**Input data:**
━━━━━━━━━━

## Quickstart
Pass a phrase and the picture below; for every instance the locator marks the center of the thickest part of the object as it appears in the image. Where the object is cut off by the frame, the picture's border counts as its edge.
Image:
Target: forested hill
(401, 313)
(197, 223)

━━━━━━━━━━

**Assigned task:** Give back all of the entries above, unchanged in every word.

**Problem solution:**
## Quickstart
Pass a phrase and the picture below; for every instance the locator marks the center of the thickest part of the object as it appears in the image. Where the object is cut off by the frame, the picture's border counts as its edge.
Image:
Target: forested hill
(401, 313)
(197, 223)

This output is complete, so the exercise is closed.